• What is required
Return each record exactly as it appears, so that nothing is dropped or altered.

══════

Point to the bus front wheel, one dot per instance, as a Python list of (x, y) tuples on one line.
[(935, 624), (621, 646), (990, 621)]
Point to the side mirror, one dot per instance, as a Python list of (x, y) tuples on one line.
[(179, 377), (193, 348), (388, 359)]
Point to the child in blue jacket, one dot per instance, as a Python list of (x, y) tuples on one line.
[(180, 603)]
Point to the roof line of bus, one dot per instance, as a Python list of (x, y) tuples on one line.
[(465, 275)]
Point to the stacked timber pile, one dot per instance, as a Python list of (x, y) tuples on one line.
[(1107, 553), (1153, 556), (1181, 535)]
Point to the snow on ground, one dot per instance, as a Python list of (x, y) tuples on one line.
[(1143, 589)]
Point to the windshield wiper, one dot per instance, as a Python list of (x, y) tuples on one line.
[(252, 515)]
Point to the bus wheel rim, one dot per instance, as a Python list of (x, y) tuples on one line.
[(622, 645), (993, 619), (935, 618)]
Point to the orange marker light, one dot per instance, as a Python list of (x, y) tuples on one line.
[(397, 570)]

══════

• Exercise result
Point to the bus front wheel, one dot per instance, as a Python list of (x, y) tuples on one line.
[(935, 624), (621, 646), (990, 621)]
Point to the side mirror, one dot per instance, as a Python list of (x, y) tuples on one line.
[(179, 377), (193, 348), (388, 359)]
Point to the child in blue jacket, one dot per instance, as a Python list of (x, y) tuples on one line.
[(180, 603)]
Point to the roof line of bus, one dot per instance, as a Python list of (x, y) tuples on one line.
[(465, 275)]
Point to the stacked timber pile, one dot per instance, as a Python list of (x, y) tuples on one line.
[(1107, 553), (1153, 556), (1181, 535)]
Point to the snow on ground, one dot per instance, as a Python list of (x, y) tuples on one line.
[(1143, 589)]
Point to the windshield wiper, one dot per instance, as a Python list of (x, y) tuples on one line.
[(252, 515)]
Point to the bus wheel rim, one dot per instance, as a Python list of (x, y) tuples on one line.
[(622, 645), (993, 619), (935, 618)]
Point to the orange marker light, one dot per instance, as a Python list of (x, y) tuples on one line.
[(397, 570)]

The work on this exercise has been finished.